Exercise prompt:
Once you find the line with "Where can the dog collar" in the data that follows, repeat it and every line after it exactly, through the line with "Where can the denim".

========

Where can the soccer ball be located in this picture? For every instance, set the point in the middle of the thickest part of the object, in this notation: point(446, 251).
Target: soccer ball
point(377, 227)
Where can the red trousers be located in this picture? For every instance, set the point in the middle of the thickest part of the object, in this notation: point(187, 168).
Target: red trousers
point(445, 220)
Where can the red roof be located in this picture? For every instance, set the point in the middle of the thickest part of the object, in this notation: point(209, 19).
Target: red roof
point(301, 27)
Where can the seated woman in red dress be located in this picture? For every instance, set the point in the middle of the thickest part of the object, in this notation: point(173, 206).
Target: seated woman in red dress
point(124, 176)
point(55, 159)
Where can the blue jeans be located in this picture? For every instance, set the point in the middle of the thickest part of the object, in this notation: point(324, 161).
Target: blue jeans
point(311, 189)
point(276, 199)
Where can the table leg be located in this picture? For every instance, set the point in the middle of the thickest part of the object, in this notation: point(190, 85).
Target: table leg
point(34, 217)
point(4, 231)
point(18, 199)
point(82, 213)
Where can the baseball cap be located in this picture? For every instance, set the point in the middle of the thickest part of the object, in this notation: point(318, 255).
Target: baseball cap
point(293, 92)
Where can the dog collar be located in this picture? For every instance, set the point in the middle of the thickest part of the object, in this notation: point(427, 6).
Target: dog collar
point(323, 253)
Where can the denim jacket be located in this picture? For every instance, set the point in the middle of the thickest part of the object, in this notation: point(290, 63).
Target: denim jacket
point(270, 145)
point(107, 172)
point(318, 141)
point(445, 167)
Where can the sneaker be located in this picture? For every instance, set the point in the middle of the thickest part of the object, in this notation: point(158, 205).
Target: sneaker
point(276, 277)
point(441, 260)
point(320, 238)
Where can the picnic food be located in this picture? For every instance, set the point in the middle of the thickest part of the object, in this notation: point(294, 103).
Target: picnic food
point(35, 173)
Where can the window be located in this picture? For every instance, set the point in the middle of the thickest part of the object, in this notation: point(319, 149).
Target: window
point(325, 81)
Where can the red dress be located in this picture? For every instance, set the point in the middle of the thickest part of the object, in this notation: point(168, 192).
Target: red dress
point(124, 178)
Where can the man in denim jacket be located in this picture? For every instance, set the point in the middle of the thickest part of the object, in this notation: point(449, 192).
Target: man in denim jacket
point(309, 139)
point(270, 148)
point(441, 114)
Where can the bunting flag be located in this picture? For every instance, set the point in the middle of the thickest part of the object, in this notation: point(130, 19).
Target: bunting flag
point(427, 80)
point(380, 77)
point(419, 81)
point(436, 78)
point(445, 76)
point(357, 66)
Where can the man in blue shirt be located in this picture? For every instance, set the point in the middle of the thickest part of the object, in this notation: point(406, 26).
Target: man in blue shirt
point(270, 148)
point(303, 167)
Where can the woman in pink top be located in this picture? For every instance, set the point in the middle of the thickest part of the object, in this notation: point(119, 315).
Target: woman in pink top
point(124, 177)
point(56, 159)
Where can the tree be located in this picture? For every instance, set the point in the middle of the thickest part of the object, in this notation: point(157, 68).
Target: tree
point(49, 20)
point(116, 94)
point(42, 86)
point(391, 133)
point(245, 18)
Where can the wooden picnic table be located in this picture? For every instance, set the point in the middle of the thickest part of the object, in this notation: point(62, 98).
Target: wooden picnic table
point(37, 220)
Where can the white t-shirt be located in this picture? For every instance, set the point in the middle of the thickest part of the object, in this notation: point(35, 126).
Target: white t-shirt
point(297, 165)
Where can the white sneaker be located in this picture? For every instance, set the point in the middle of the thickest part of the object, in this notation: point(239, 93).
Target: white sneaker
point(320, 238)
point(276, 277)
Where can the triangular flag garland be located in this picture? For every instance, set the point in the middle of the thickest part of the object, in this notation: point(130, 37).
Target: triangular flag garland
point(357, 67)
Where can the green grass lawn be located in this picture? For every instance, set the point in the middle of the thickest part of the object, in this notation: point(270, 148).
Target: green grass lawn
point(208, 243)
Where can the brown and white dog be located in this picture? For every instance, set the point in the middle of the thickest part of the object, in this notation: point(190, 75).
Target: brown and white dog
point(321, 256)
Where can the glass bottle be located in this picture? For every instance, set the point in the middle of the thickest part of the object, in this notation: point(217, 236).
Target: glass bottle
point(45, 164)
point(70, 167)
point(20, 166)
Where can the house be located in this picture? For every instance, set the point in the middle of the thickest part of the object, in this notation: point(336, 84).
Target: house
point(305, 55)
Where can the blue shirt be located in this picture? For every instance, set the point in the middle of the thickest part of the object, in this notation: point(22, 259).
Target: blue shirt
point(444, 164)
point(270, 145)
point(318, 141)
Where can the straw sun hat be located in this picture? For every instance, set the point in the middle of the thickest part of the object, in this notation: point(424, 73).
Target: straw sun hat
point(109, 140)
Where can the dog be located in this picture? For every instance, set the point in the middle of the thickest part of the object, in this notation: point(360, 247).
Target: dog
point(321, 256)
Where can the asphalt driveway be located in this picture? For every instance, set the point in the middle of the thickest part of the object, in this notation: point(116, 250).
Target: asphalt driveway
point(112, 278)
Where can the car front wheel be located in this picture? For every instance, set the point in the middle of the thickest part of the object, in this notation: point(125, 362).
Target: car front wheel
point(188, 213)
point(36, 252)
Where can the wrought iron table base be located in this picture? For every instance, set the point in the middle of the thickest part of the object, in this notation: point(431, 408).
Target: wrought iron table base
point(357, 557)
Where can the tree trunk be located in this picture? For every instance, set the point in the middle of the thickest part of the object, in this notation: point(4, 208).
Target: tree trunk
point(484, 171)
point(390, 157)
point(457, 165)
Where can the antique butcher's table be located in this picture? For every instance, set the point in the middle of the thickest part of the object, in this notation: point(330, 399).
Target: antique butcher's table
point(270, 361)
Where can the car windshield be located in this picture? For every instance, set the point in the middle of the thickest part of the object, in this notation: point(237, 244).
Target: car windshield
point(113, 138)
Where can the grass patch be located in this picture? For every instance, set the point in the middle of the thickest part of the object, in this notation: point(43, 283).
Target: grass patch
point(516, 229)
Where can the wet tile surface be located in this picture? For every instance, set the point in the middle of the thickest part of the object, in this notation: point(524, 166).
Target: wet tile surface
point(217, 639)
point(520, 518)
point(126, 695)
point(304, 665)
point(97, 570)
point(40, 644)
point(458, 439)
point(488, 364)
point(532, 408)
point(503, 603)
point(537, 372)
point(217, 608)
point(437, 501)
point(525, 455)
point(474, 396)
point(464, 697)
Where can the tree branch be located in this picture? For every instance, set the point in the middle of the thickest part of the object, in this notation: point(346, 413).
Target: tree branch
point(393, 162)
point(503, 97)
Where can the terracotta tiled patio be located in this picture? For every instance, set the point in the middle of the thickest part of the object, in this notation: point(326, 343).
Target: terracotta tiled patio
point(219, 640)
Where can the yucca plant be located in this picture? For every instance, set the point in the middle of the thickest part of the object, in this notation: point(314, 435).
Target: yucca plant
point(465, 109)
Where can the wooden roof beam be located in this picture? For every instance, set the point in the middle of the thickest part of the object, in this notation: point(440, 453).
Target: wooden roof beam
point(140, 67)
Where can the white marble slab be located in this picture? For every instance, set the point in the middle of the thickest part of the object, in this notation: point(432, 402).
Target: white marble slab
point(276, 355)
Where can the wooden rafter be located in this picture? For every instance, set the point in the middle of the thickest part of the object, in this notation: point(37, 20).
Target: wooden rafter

========

Worked solution:
Where can the dog collar be located in this picture? For every instance, set the point in the middle of the thickest part of the object, in this notation: point(427, 6).
Target: dog collar
point(323, 253)
Where can the denim jacket be located in this picture? For every instance, set the point in the middle of the thickest part of the object, in this notation: point(290, 63).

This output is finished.